## Problem to solve
Convert the lines below into a two-column CSV with the headers "instruction" and "boxes". Write one row for each line and its answer, put each in a quoted field with line breaks replaced by spaces, and leave out the pictures.

## Input material
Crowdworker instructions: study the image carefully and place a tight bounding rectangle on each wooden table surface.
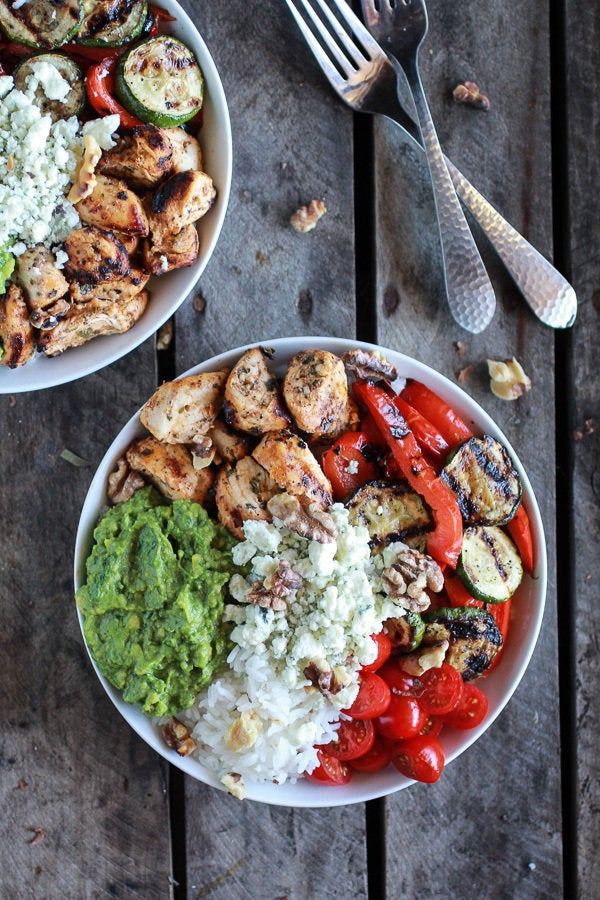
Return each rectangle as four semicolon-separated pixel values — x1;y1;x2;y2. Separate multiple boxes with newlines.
0;0;600;900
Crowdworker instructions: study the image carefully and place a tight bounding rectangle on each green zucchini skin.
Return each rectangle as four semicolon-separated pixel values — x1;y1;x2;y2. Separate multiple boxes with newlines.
345;480;433;546
441;434;522;525
456;525;523;603
115;34;204;128
77;0;148;47
422;606;503;681
0;0;83;50
13;53;86;122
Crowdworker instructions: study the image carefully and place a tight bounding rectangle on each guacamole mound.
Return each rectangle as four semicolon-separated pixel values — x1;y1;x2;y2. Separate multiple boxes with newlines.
76;487;236;716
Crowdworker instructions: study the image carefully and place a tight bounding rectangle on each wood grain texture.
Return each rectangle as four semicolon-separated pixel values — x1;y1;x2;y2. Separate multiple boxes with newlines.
0;344;171;900
375;0;562;898
565;3;600;900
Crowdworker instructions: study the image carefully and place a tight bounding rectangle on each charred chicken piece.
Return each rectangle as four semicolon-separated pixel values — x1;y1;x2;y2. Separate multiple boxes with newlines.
77;175;148;237
252;429;331;509
97;125;173;189
64;225;130;284
125;437;214;504
283;350;348;439
215;456;279;541
225;347;290;434
140;369;228;444
0;284;35;369
38;291;149;356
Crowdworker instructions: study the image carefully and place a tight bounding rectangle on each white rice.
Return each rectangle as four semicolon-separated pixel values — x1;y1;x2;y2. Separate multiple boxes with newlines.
180;504;398;784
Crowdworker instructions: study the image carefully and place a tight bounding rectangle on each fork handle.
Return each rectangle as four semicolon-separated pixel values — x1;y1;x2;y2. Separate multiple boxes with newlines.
403;59;496;334
444;157;577;328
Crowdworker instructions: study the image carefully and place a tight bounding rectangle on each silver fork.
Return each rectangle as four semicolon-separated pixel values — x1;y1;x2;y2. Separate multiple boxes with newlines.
285;0;577;328
361;0;496;332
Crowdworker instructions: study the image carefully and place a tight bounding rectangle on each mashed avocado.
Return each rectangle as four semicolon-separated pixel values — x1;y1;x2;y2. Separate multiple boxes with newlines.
76;488;236;716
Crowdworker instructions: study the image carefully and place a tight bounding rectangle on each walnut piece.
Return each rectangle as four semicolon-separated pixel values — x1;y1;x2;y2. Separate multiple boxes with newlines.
267;492;337;544
381;547;444;612
487;356;531;400
163;716;198;756
452;81;491;112
108;456;146;504
290;200;327;234
245;559;302;611
342;349;398;381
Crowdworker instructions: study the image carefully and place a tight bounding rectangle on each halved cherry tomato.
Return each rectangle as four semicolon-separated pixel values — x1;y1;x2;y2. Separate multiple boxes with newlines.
321;431;379;500
353;381;462;568
344;672;391;719
419;662;463;716
393;397;450;461
506;503;533;575
361;631;392;672
400;381;473;447
392;734;445;784
323;719;375;762
351;734;391;772
375;691;427;741
444;682;488;731
304;750;352;785
444;575;486;609
85;56;143;128
419;714;444;737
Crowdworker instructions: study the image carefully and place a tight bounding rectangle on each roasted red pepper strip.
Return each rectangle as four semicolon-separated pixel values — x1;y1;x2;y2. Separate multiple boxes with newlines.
400;381;473;447
85;57;144;128
506;503;533;575
354;381;462;568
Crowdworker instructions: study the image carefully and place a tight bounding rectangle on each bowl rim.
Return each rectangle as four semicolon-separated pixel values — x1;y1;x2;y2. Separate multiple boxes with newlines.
0;0;233;394
74;336;547;808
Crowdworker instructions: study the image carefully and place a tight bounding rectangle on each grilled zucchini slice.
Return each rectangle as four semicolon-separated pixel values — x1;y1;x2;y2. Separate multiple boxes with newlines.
441;434;522;525
0;0;83;50
115;34;204;128
456;525;523;603
77;0;148;47
13;53;86;122
422;606;503;681
345;481;433;546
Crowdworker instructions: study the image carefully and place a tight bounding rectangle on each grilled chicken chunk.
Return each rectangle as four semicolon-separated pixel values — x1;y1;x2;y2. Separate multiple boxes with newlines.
15;244;69;325
148;171;217;243
38;291;149;356
164;128;202;172
252;429;331;509
64;225;129;284
283;350;349;439
0;284;35;369
140;369;229;444
77;175;148;237
225;347;290;434
142;225;200;275
215;456;279;540
69;267;150;309
125;437;215;504
97;125;173;188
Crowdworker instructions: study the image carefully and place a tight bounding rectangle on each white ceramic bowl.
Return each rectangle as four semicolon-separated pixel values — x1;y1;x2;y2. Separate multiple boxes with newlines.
0;0;233;394
75;337;547;807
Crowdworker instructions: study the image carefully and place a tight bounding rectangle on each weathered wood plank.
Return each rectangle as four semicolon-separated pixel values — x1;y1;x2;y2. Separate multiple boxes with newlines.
565;3;600;898
0;343;171;898
376;0;562;897
176;0;366;900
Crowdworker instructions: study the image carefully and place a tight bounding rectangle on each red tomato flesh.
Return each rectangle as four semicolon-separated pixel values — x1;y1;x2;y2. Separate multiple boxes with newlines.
392;735;445;784
419;662;463;716
324;719;375;761
444;682;488;731
344;672;391;719
304;750;352;785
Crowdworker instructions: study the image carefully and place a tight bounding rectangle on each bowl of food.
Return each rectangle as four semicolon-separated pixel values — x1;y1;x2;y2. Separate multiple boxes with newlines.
75;337;546;807
0;0;232;393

## Reply
instruction,boxes
"Crowdworker instructions: study the image carefully and place a tight bounding rectangle on each wooden table surface. Return each rectangle as four semicolon-separated pixel values — x1;y1;x2;y2. Separate multiple boxes with newlines.","0;0;600;900"
"Crowdworker instructions: study the image carefully and place a tight bounding rectangle on each green zucchini skin. Return each rectangle as four semicolon-separated pixel values — x1;y1;x2;y2. Separate multiple boxes with newlines.","345;480;433;546 441;434;522;525 456;525;523;603 115;34;204;128 77;0;148;47 422;606;503;681 0;0;83;50 13;53;86;122"
"Crowdworker instructions: study the image carefully and place a tight bounding rectangle on each guacamole mound. Return each rectangle as four semicolon-separated pixel values — x1;y1;x2;y2. Separate multiple boxes with newlines.","76;487;236;716"
"Crowdworker instructions: study the image carefully and place a tight bounding rectangle on each wood grain texture. Return each rectangle as four semicolon-separated pixel values — x1;y1;x2;y2. Separate multiple boxes with newlines.","0;344;171;900 375;0;562;898 565;3;600;900"
"Crowdworker instructions: study the image carefully and place a tight bounding rectangle on each charred chicken piece. Return each rectangle as four semicolon-separated pixel values — x1;y1;x2;y2. Separate multiple boxes with newlines.","77;175;148;237 252;429;331;509 97;125;173;189 64;225;130;284 125;437;214;504 283;350;348;439 215;456;279;541 225;347;290;434 140;369;228;444 0;284;35;369 38;291;149;356"
"Crowdworker instructions: study the image carefully and place a tight bounding rectangle on each white rice. Return each rectangle as four semicolon-separated pixel values — x1;y1;x2;y2. Separate multiple boxes with newlines.","180;504;398;784"
"Crowdworker instructions: study the image carefully and place a tight bounding rectangle on each fork handle. Return each rectangle as four semicolon-separated pixel values — x1;y1;x2;y2. Separate multiple boxes with newlines.","403;59;496;334 444;157;577;328"
"Crowdworker instructions: study the image carefully and place a tight bounding rectangle on each silver fork. Return each rectangle as four semicolon-separated pixel values — x1;y1;x2;y2. Separate multiple boxes with newlines.","285;0;577;328 361;0;496;332"
"Crowdworker instructions: study the image carefully and place a tight bounding rectangle on each mashed avocado. Return each rectangle as four semicolon-separated pixel values — x1;y1;x2;y2. Separate multiple boxes with newlines.","76;488;236;716"
"Crowdworker instructions: study the image carefully and place a tight bounding rectangle on each walnut piece. Return each rectangle as four semicolon-separated pixel values — x1;y1;x2;y2. Separate multiple boxes with newlines.","267;492;337;544 381;547;444;612 487;356;531;400 163;716;198;756 452;81;491;112 108;456;146;504 290;200;327;234 245;559;302;611 342;349;398;381"
"Crowdworker instructions: study the image carefully and place a tight bounding rectangle on each halved cherry tomato. Return each rectangle as four semicolon-separated pixel values — x1;y1;x2;y2. Separate multiple boxes with newlines.","321;431;379;500 353;381;462;568 344;672;391;719 419;662;463;716 393;397;450;461 506;503;533;575 361;631;392;672 400;381;473;447 392;734;445;784 323;719;375;762 351;734;391;772 375;691;427;741 444;682;488;731 304;750;352;785 444;575;486;609 85;56;143;128 419;714;444;737"
"Crowdworker instructions: study the image carefully and place a tight bounding rectangle on each roasted red pepper strip. Return each rectangle as four semicolon-separated pixel values — x1;y1;x2;y2. Separate multiple boxes with newlines.","400;381;473;447 85;57;144;128 506;503;533;575 354;381;462;568"
"Crowdworker instructions: study the image carefully and place a tight bounding rectangle on each bowl rim. Return each rectangle as four semicolon-separated pixel values — x1;y1;x2;y2. Separate multiple boxes with newlines.","0;0;233;394 74;336;547;808"
"Crowdworker instructions: study the image carefully and place a tight bounding rectangle on each grilled zucchini slice. Return each rectangle as four semicolon-separated pixel values — x1;y1;x2;y2. Separate multiple boxes with newlines.","441;434;522;525 0;0;83;50 115;34;204;128 456;525;523;603 77;0;148;47 13;53;86;122 422;606;503;681 345;481;433;546"
"Crowdworker instructions: study the image carefully and place a tight bounding rectangle on each grilled chicken chunk. Return each rectangle as four semicolon-separated pixel values — x1;y1;x2;y2. Separate multiple boxes with newlines.","15;244;69;325 148;171;217;243 38;291;149;356 164;128;202;172 252;429;331;509 64;225;129;284 283;350;349;439 0;284;35;369 140;369;229;444 77;175;148;237 225;347;290;434 142;225;200;275 215;456;279;540 69;267;150;309 125;437;215;504 97;125;173;188"
"Crowdworker instructions: study the image carefully and place a tight bounding rectangle on each white ceramic bowl. Return each rectangle as four semicolon-separated pixel values — x1;y1;x2;y2. Separate multiple boxes with newlines.","0;0;233;394 75;337;547;807"
"Crowdworker instructions: study the image carefully and place a tight bounding rectangle on each weathered wood plank. Return each rectangle as four semicolon-separated pixel values — x1;y1;x2;y2. Separate multiple boxes with newlines.","565;3;600;898 0;343;171;898 376;0;562;897 176;0;366;900"
"Crowdworker instructions: study the image carefully and place a tight bounding rectangle on each red tomato flesh. Return each rectangle as four semicolon-separated pixel values — x1;y1;x2;y2. Separate multiple boxes with newlines.","392;735;445;784 419;662;463;716 324;719;375;761 444;682;488;731 344;672;391;719 304;750;352;785"
"Crowdworker instructions: study the image carefully and place a tight bounding rectangle on each bowl of food. Return each rectangle as four semicolon-separated pixel values — x1;y1;x2;y2. Separate multiple boxes with newlines.","75;337;546;807 0;0;232;393"